### SELECTED PASSAGE:
□ □ □ □ □
This is mac and cheese for when you want to impress.  It's not any harder to make than any other mac and cheese. But it's really, really good. 
Course side
Cuisine American
Prep Time 20 minutes
Cook Time 50 minutes
Total Time 1 hour 10 minutes
Servings 12
Author glebekitchen

Ingredients

  • 1 lb small shell pasta - conchiglie
  • 6 Tbsp butter
  • 1/2 cup flour
  • 4 cups milk
  • 1 lb gruyere grated
  • 12 oz old cheddar grated
  • 1 tsp salt
  • 6 -12 oz pulled pork finely chopped optional but oh so magical

Instructions

  • Preheat your oven to 375F.
  • Bring a large pot of generously salted water to boil. For guidance - generously salted means it tastes like the ocean.
  • Cook the pasta until just under the recommended time and drain. It will continue cooking as it bakes so you don't want it overly soft after boiling.
  • Mix the grated cheeses. Reserve around 4 oz of cheese.
  • Heat the milk but don't let it boil.
  • In a 2 quart saucepan melt the butter over low heat. Mix in the flour and cook gently for 2 minutes. You don't want the mixture to colour. After two minutes start adding the warm milk a couple of tablespoons at a time to start mixing constantly. Once you have about a half a cup incorporated you can start adding the milk faster, maybe half a cup at a time. Once you've added all the milk bring it to a gentle, gentle boil. It will thicken at this point. If this sounds familiar it's because you are making a béchamel.
  • Add the salt.
  • Off heat, add the cheese mixture a handful at a time stirring constantly. After the cheese has incorporated, add the next handful. Repeat until all but the reserved cheese remains. This is called a mornay sauce if you like cooking trivia.
  • Fold in the pasta and pork if using and mix. Transfer the mac and cheese mixture to a 10x14 inch oven proof baking dish. Sprinkle the reserved cheese overtop. Cover with tin foil and bake 30-40 minutes. Remove the foil and bake an additional 10 minutes to brown. You may need to broil it briefly. If you do watch it closely. That's it. Easy and crazy good.

Notes

The pulled pork puts this over the top but even without this recipe is a show stealer so don't think it's critical...

23 thoughts on “killer mac and cheese

  1. I had some left over Lechon Asado and wanted to do something different with it. We had some gruyere and extra sharp cheddar in the fridge, so I thought of using them all together in some mac and cheese. Did a search on Pinterest for some inspiration, and up popped your recipe. I figured it was basically Cuban pulled pork, so this was exactly what I had in mind, and it was excellent. Thanks!
□ □ □ □ □
### DATASET ROWS:
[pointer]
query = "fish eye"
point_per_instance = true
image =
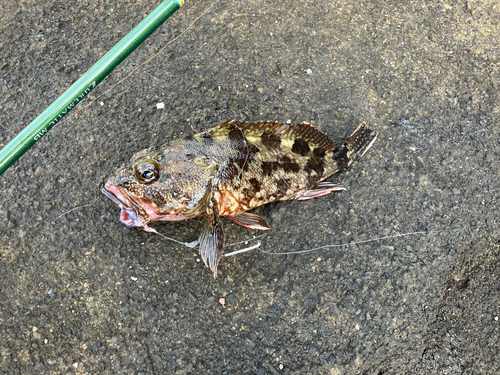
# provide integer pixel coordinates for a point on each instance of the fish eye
(147, 171)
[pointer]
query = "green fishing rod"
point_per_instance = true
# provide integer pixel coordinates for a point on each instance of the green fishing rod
(81, 88)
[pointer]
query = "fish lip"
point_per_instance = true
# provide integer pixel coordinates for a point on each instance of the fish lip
(130, 214)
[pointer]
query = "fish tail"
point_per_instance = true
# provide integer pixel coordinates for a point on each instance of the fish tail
(358, 143)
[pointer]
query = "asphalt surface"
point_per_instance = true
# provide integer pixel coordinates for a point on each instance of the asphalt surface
(81, 294)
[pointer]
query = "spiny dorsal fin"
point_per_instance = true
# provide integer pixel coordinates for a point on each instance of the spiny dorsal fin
(249, 129)
(269, 129)
(309, 134)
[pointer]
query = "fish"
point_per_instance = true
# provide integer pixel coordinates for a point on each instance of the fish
(226, 171)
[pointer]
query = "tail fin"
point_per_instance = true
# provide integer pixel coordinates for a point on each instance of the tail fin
(358, 143)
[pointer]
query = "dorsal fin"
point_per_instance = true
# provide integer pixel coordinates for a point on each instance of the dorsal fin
(249, 129)
(263, 129)
(309, 134)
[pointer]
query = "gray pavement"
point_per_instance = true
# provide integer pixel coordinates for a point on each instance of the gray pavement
(81, 294)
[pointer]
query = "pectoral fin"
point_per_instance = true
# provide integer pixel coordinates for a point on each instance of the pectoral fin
(212, 238)
(323, 188)
(249, 220)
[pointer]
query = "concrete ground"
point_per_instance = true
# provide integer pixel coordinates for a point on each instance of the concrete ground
(81, 294)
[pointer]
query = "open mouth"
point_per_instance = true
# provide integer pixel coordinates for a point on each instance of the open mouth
(128, 215)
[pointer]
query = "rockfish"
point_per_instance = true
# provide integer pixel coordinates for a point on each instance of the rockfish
(228, 170)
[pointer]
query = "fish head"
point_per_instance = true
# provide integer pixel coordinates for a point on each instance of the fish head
(145, 190)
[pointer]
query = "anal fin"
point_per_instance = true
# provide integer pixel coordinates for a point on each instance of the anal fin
(323, 188)
(212, 238)
(249, 220)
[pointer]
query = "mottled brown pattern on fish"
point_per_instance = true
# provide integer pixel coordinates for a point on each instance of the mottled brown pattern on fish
(228, 170)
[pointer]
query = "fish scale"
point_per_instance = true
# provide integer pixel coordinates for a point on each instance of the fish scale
(226, 171)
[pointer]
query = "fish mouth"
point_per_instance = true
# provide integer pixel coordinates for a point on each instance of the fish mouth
(130, 216)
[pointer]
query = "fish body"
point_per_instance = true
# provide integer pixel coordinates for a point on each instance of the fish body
(226, 171)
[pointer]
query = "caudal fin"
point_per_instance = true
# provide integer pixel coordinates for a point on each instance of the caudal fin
(358, 143)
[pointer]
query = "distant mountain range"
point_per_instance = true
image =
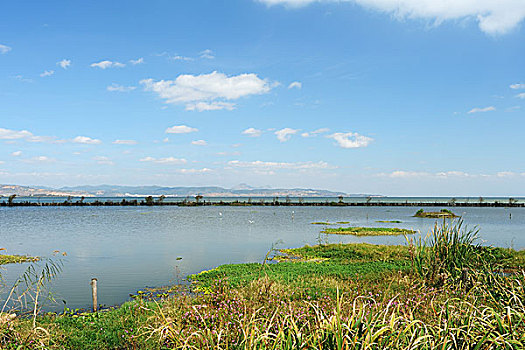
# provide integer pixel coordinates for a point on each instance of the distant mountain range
(241, 190)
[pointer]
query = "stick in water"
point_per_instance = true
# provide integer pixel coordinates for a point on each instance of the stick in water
(94, 290)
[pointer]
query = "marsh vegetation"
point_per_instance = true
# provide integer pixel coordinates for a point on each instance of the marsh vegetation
(368, 231)
(441, 291)
(442, 214)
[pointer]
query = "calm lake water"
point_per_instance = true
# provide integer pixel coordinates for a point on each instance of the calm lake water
(129, 248)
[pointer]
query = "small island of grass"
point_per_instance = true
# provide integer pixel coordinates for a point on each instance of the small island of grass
(443, 213)
(368, 231)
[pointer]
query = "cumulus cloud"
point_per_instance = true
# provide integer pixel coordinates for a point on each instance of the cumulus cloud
(47, 73)
(315, 132)
(280, 165)
(194, 171)
(213, 106)
(4, 49)
(350, 139)
(296, 85)
(493, 17)
(207, 54)
(12, 135)
(107, 64)
(199, 143)
(207, 91)
(169, 160)
(86, 140)
(120, 88)
(180, 58)
(252, 132)
(285, 134)
(41, 159)
(404, 174)
(64, 63)
(180, 129)
(485, 109)
(517, 86)
(137, 61)
(103, 160)
(124, 142)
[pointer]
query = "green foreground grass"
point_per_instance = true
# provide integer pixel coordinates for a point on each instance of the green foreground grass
(15, 259)
(427, 295)
(368, 231)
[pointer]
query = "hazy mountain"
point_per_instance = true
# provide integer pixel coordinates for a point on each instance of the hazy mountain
(242, 190)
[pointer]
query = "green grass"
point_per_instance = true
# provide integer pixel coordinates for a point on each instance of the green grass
(335, 296)
(303, 267)
(368, 231)
(15, 259)
(443, 213)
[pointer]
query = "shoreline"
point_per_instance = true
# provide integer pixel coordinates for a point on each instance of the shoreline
(260, 203)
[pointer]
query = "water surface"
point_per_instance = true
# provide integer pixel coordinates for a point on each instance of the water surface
(129, 248)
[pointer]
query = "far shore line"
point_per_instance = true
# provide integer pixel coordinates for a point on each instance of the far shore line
(149, 201)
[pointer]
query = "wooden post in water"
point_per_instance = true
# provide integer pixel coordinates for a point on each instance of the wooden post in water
(94, 292)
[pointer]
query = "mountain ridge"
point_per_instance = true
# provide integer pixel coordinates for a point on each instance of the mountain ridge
(242, 190)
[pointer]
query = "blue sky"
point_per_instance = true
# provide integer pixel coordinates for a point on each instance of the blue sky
(362, 96)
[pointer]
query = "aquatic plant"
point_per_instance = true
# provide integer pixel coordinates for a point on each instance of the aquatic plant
(368, 231)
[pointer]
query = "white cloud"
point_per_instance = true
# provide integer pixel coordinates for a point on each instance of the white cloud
(252, 132)
(180, 129)
(169, 160)
(295, 84)
(180, 58)
(403, 174)
(285, 134)
(124, 142)
(280, 165)
(86, 140)
(41, 159)
(103, 160)
(199, 143)
(47, 73)
(350, 139)
(315, 132)
(21, 78)
(107, 64)
(485, 109)
(213, 106)
(4, 49)
(137, 61)
(120, 88)
(207, 91)
(207, 54)
(64, 63)
(194, 171)
(493, 17)
(11, 135)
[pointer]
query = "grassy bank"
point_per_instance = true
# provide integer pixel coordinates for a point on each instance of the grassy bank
(443, 293)
(368, 231)
(15, 259)
(443, 213)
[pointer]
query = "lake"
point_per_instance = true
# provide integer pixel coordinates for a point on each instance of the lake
(130, 248)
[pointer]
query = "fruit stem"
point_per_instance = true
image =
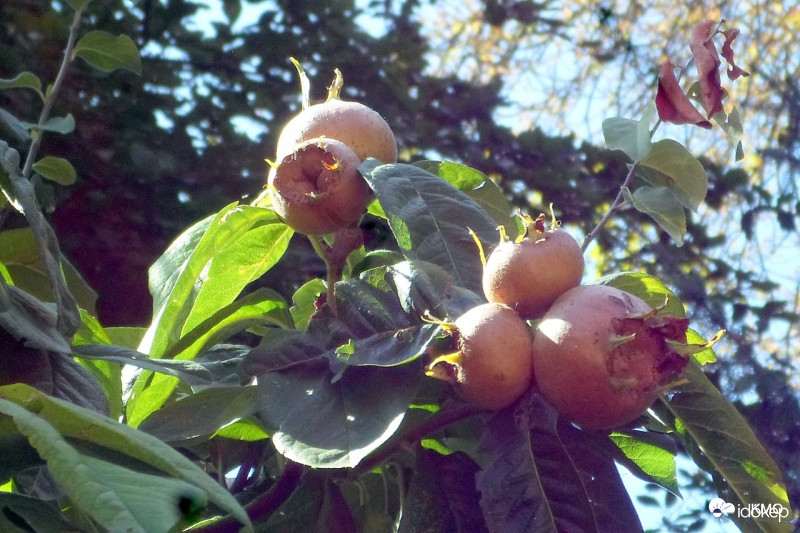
□ □ □ □ □
### DIRECTIVE A:
In the mac and cheese recipe, how much of the grated cheese mixture is to be reserved?
### DIRECTIVE B:
Extend the mac and cheese recipe page, picking up after its final sentence.

### EXPECTED ANSWER A:
Around 4 oz of cheese.

### EXPECTED ANSWER B:
  2. Well…you have always come through! We didn’t have pulled pork, but a slow roasted bbq brisket did the trick! The mom who only eats when we ‘Glebe’ declared, “These shells! I want to shove my face in them!” Translation- she ate three full servings! Everyone else requested seconds. Glebe Kitchen does it again!

    • When we “Glebe”. I absolutely love that. You put a big smile on my face with that one!

      Glad your mom is enjoying/eating. 3 servings:-)

  3. The pics are gorgeous! Cant wait to try this recipe! Rsaha, 1 lb of pasta doesn’t sound like enough to merit 4 cups of milk. It just seems like a lot of Mornay sauce.

  4. I made this a few times and it’s absolutely delicious. I happened to have some left over pulled pork that I added. As you suggested and it certainly elevated the dish.

  5. I love this recipe and just wanted to add that there are times that I know I will be busy, so what I do is make extra and freeze serving size portions. It really works so well and takes approx i hour at 375 to heat from frozen. It is an absolute joy to know when you are busy with other things that you can look forward to this lovely meal. I absolutely love it with or without the pork. Droooooooling.

    • I’m so glad you like it and thank you for taking the time to come back and leave a comment. I never thought about freezing it but that’s a great idea!

  6. This recipe was so easy to make!! I’m not sure if I didn’t boil enough pasta (it looked like a pound to me) but I had too much bechamel… well I mean I just removed some and stored it for another day so Im not complaining!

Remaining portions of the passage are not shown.